[Cuplikan dataset anotasi lokasi]
:::::
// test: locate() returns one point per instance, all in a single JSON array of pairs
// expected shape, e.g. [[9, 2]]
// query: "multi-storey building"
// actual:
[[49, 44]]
:::::
LATIHAN SINGKAT - Keluarkan kembali seluruh baris pada listing di atas tanpa mengubah satu karakter pun.

JAWABAN TERTULIS -
// test: locate() returns one point per instance, all in a single JSON array of pairs
// expected shape, e.g. [[9, 2]]
// query: "multi-storey building"
// actual:
[[49, 44]]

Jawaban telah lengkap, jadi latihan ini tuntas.